→ Passage for review:
== Segment start ==

Stacie Engeling via Texas Tribune on Facebook
That makes me want to throw up a little. For any and every law or principle, you can find instances where it was enforced poorly. The deliberate misrepresentation that because there are cases where separation of church and state is enforced to mean eradication of religion in public, that this is the meaning and purpose behind the concept of separation of church and state, is unconscionable. Those instances of extremism should be dealt with individually as incorrect actions, and kept separate from this debate.
ughhh.
kirk holden
I can see why evangelicals get the bible so garbled when I see them attempt to read the constitution. There is no mention of god in the constitution. Madison wrote the foundation document for the state, which he determined was the provenance of men alone; separate in every way from the supernatural. The constitution does not include the phrases "this document is written in English" or "this document is written in ink" or "this document separates the state from the church" because these characteristics are self evident to the literate.

== Segment end ==

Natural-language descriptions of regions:
== Segment start ==

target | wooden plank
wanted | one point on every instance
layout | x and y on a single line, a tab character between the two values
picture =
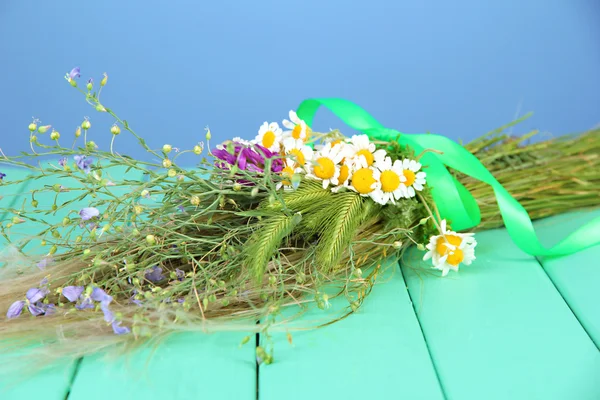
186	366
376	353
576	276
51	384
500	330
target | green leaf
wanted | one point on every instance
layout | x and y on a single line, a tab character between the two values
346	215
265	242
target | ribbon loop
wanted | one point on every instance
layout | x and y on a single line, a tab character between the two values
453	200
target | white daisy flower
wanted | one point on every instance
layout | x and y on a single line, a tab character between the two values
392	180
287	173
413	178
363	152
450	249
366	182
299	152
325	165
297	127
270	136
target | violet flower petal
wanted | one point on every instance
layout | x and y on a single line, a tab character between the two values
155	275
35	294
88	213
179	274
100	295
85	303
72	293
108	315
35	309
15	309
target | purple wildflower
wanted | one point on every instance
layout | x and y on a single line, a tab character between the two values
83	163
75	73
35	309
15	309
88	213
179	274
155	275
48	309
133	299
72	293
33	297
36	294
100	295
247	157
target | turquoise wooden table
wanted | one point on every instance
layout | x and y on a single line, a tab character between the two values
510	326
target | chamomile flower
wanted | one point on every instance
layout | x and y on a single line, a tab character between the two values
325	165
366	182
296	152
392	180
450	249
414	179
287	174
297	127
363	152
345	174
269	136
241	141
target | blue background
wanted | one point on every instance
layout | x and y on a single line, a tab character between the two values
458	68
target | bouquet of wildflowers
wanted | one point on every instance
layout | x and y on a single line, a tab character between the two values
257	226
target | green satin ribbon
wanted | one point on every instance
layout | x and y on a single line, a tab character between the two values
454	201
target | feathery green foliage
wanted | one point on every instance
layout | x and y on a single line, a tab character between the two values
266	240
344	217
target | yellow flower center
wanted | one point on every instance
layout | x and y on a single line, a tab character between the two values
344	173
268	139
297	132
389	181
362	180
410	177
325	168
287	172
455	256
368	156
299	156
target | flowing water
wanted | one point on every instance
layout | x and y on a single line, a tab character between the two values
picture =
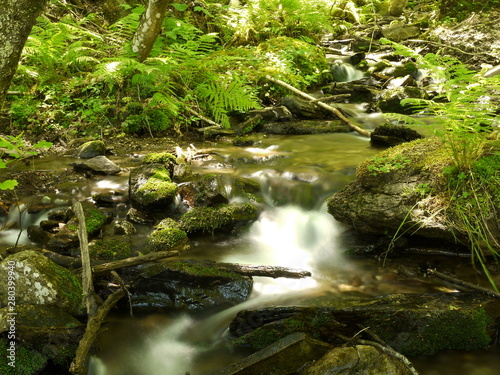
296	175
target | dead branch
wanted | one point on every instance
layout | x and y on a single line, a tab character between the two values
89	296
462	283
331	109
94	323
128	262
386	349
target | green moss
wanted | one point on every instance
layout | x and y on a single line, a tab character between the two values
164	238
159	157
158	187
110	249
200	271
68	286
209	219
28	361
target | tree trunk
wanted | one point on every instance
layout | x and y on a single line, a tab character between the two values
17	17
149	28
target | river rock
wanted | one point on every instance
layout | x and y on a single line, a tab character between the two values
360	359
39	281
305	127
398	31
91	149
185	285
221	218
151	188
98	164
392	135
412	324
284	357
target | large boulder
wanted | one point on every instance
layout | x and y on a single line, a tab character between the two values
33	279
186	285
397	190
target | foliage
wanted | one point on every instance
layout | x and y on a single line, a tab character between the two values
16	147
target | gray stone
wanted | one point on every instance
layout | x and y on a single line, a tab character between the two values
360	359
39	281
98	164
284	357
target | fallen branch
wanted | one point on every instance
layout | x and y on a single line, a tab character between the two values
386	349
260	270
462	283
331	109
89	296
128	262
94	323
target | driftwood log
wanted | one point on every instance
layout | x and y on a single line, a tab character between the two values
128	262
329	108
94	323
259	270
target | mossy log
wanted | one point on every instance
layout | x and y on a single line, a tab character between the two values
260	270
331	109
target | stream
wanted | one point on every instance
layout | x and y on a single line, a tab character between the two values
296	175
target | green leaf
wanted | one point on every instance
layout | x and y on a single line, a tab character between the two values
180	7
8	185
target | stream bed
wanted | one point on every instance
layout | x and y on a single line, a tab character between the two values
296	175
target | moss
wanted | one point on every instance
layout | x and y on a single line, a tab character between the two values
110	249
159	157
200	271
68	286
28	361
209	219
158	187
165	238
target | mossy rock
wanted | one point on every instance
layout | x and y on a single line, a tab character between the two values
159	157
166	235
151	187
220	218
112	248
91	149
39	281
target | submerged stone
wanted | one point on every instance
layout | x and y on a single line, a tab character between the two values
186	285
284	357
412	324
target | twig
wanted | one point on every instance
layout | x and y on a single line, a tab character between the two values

== Segment end ==

→ Directions: Set down the part of the comment thread between "Stacie Engeling via" and "from this debate.", inclusive, copying it word for word. These entries are separate material and have no connection to the comment thread.

→ Your response:
Stacie Engeling via Texas Tribune on Facebook
That makes me want to throw up a little. For any and every law or principle, you can find instances where it was enforced poorly. The deliberate misrepresentation that because there are cases where separation of church and state is enforced to mean eradication of religion in public, that this is the meaning and purpose behind the concept of separation of church and state, is unconscionable. Those instances of extremism should be dealt with individually as incorrect actions, and kept separate from this debate.